### What is required
Look at every line of the material and count the ones holding the word "bollard". The answer is the number only.
**** Input data ****
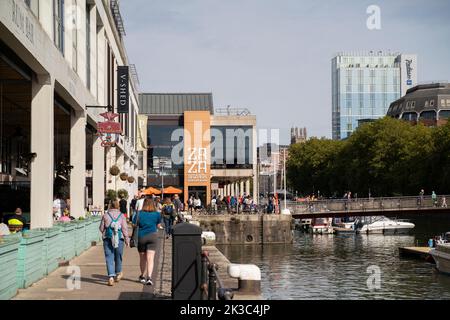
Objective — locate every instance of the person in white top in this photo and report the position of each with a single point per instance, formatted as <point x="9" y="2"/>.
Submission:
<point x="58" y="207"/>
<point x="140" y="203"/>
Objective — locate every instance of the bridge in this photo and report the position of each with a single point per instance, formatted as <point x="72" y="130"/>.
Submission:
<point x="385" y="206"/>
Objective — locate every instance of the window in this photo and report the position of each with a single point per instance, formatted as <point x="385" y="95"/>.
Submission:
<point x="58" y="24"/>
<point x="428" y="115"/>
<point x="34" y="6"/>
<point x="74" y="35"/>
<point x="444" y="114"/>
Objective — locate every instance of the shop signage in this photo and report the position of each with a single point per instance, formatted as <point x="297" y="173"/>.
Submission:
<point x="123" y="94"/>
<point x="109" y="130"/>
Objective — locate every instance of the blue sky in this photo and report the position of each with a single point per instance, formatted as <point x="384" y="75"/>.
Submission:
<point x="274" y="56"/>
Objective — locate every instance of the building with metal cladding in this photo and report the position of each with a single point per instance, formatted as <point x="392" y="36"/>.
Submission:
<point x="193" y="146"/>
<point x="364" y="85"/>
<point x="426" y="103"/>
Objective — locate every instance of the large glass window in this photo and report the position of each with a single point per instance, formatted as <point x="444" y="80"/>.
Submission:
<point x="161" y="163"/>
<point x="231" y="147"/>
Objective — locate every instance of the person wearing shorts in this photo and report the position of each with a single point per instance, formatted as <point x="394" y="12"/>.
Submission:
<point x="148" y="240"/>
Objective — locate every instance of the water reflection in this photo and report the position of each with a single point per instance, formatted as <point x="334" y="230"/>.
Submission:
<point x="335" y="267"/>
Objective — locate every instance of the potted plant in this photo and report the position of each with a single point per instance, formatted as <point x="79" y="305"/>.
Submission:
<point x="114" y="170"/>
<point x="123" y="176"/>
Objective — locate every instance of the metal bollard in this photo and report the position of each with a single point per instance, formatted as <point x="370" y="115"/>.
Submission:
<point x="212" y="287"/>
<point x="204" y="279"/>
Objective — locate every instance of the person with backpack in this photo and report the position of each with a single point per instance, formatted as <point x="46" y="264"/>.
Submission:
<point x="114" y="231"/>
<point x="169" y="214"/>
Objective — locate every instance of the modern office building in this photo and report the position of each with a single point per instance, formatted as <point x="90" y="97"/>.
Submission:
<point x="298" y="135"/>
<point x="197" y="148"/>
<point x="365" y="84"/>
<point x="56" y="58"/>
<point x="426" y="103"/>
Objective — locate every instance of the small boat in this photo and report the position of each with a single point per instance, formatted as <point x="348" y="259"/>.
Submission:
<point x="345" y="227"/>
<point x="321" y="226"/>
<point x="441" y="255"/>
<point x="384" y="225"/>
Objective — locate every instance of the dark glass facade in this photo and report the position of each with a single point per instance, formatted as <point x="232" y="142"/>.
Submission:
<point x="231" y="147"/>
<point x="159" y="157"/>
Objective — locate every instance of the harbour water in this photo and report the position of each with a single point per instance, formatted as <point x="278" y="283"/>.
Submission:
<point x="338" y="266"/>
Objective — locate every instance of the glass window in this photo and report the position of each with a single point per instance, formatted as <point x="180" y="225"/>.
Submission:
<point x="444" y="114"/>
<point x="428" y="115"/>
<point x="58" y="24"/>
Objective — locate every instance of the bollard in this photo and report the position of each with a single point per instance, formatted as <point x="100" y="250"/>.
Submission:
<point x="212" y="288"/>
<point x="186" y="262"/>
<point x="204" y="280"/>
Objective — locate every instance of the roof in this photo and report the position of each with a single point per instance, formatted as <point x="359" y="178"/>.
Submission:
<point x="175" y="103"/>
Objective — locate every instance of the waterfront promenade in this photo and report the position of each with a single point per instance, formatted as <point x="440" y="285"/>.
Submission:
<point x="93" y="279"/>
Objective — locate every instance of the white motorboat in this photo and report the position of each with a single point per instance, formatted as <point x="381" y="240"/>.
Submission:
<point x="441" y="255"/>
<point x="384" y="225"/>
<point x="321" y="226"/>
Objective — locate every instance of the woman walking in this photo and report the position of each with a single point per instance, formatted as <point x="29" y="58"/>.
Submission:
****
### Problem solution
2